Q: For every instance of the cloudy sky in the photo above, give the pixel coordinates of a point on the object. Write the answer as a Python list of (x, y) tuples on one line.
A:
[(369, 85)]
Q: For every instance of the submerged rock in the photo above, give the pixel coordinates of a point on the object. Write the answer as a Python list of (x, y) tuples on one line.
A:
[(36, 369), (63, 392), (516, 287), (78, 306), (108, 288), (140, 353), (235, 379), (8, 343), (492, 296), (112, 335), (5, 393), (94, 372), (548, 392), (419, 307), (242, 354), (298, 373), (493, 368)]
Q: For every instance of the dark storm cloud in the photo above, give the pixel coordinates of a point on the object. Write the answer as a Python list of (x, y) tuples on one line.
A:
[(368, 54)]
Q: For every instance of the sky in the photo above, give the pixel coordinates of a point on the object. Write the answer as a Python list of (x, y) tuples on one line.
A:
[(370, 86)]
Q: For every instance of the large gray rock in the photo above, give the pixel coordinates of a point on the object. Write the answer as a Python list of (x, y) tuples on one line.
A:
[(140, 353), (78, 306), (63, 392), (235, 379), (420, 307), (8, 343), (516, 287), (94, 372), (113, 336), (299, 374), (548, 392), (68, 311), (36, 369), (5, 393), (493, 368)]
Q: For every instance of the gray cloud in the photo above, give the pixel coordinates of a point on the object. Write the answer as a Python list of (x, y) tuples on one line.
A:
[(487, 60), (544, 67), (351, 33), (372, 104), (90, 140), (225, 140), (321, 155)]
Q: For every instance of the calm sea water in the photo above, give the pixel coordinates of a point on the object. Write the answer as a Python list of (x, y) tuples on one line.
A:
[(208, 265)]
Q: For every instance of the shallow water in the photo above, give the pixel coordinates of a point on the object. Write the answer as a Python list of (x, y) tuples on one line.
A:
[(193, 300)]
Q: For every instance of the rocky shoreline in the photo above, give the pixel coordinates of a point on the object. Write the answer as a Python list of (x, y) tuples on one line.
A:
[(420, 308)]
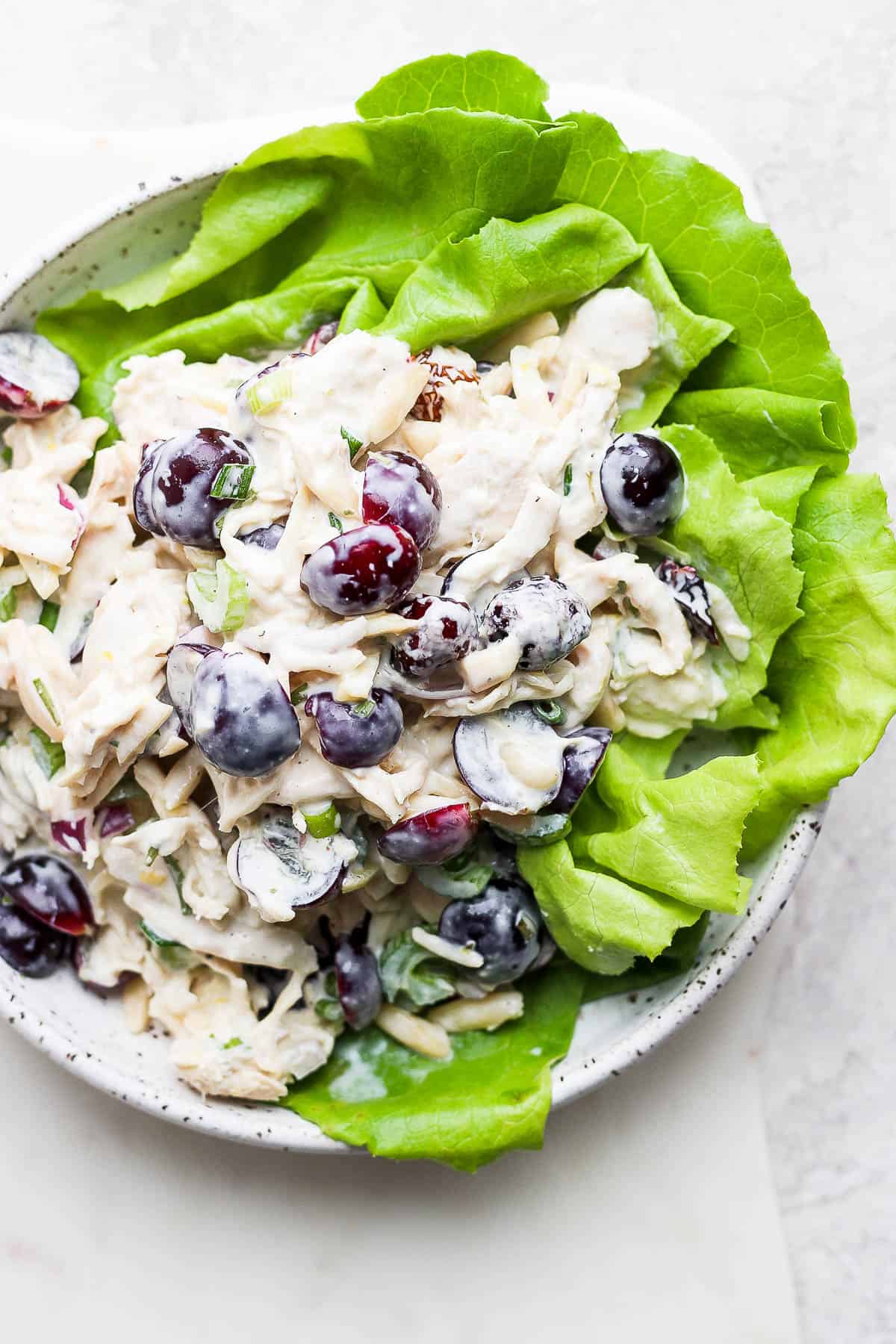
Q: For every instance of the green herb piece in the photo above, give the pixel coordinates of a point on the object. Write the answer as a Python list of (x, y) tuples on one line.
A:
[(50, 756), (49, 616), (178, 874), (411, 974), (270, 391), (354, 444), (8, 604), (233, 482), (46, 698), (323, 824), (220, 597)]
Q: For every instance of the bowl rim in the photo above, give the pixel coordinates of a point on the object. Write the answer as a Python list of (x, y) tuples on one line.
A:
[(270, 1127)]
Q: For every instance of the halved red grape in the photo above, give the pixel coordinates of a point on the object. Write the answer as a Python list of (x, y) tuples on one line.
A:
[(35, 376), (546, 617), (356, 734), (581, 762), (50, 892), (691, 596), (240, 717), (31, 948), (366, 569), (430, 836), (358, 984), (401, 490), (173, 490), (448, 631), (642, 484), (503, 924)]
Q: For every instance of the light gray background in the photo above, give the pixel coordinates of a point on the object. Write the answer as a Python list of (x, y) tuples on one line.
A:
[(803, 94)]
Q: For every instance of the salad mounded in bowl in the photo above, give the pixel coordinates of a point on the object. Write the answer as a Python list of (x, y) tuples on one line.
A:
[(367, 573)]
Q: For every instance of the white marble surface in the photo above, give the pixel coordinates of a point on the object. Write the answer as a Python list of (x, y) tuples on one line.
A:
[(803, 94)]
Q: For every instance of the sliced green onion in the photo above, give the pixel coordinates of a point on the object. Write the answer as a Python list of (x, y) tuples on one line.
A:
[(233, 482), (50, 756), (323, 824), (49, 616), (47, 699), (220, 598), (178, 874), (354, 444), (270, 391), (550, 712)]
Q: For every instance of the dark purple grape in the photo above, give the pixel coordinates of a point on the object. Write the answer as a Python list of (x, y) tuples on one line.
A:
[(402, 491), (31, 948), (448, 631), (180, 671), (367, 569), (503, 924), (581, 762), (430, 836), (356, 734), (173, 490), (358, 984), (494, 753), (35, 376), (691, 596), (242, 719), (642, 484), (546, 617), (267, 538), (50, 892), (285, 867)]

———

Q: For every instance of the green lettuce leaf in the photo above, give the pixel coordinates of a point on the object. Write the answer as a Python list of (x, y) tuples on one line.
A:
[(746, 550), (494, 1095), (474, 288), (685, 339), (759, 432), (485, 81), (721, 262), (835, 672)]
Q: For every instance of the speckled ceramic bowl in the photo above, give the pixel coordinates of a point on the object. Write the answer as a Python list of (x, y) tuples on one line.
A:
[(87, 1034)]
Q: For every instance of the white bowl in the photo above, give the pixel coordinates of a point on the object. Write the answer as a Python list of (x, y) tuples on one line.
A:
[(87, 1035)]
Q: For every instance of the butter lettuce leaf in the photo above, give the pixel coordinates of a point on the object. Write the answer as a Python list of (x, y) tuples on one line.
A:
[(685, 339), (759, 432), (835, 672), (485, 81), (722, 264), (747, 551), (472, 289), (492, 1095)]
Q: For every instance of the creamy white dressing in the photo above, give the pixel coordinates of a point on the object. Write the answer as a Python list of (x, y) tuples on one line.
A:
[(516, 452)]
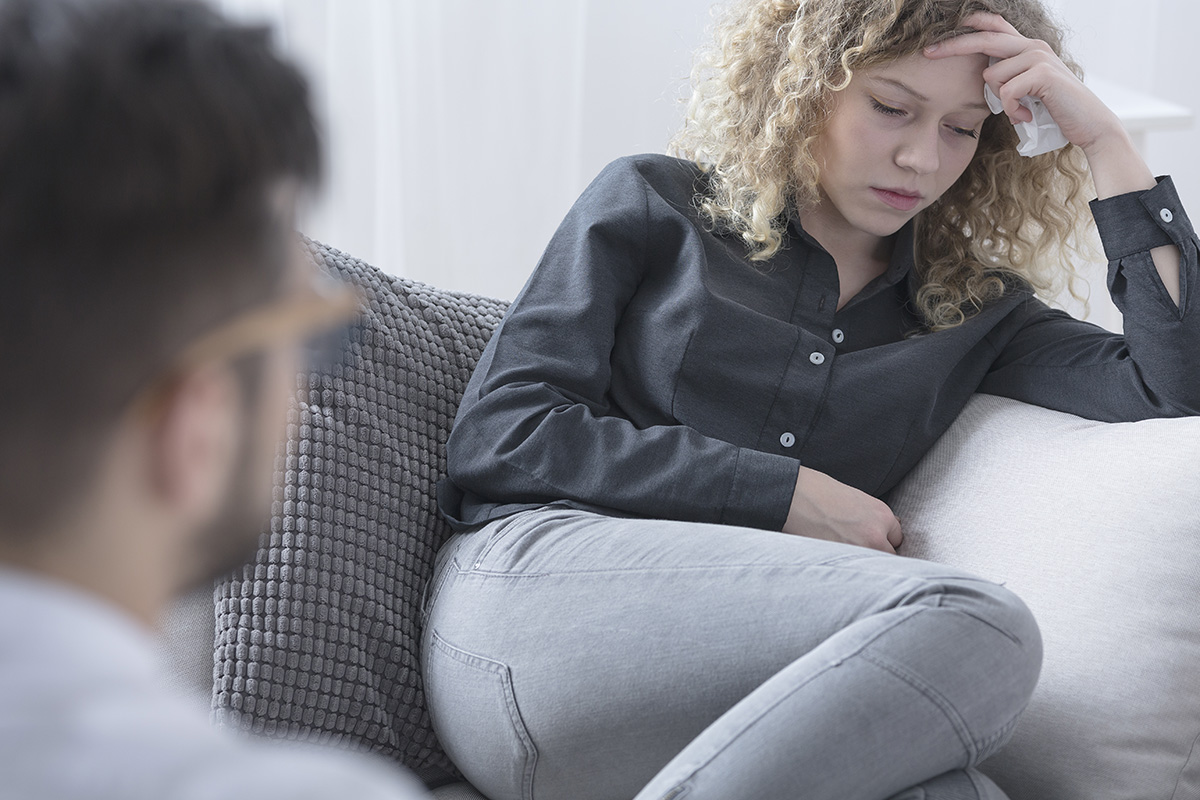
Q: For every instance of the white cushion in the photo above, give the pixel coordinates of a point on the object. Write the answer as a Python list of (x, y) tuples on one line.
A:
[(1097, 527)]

———

**What you should do**
Track down all lines above with the string "gray" and copy them.

**Written answer**
Q: For every instance of the large gray rock in the photo above, give the pixel coordinates of a point on the object. Write the answer as a Python list of (x, y) tuples on one line.
Q: For every instance of the gray cloud in the photo above, give the pixel coordinates of a point on the object. Write the answer as a Python list of (x, y) tuples on one line.
Q: For every instance of the light gray background in the photo above, give the pixel coordinates of a point on the object. Write the answer as a Python list of (x, y) tuples on one line.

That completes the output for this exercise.